:: Direction ::
Copy out, word for word, the stretch of data below from the line containing "Provide a point for each instance of the wooden" through the line containing "x=167, y=340", both lines included.

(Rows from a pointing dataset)
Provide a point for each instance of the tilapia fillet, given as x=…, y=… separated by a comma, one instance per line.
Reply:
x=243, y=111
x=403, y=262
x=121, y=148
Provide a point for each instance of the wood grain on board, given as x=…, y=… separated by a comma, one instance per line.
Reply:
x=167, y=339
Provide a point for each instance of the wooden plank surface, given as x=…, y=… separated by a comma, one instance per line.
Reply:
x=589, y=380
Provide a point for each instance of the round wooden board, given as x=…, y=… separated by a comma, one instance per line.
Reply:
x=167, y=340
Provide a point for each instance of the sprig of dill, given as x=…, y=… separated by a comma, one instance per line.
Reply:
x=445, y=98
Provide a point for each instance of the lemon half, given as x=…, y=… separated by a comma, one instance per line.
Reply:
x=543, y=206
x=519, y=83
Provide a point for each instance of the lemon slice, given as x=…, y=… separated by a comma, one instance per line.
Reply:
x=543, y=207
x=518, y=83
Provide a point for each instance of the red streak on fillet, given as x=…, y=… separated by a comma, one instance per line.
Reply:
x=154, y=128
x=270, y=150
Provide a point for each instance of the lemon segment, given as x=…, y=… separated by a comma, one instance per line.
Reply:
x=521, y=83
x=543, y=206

* * *

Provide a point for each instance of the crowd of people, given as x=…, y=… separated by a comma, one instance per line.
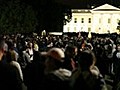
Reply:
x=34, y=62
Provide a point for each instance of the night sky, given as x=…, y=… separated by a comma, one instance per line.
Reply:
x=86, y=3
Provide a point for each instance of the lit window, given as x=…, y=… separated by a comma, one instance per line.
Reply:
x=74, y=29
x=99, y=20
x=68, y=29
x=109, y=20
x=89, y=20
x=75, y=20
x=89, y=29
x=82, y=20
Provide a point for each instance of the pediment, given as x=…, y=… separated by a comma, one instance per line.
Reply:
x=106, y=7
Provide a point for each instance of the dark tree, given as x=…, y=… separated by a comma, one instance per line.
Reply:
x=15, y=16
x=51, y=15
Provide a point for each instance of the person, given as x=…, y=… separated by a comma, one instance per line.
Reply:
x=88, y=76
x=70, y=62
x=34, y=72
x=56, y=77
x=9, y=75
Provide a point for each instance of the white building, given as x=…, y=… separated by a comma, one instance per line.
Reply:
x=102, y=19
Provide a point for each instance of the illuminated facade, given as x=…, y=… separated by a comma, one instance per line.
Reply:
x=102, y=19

:: Exercise output ::
Provide a point for each instance of the wooden plank surface, given as x=…, y=… separated by a comma, one instance per line.
Reply:
x=589, y=380
Provide a point for each instance of the round wooden board, given as x=…, y=… separated by a comma, one instance per line.
Reply:
x=167, y=340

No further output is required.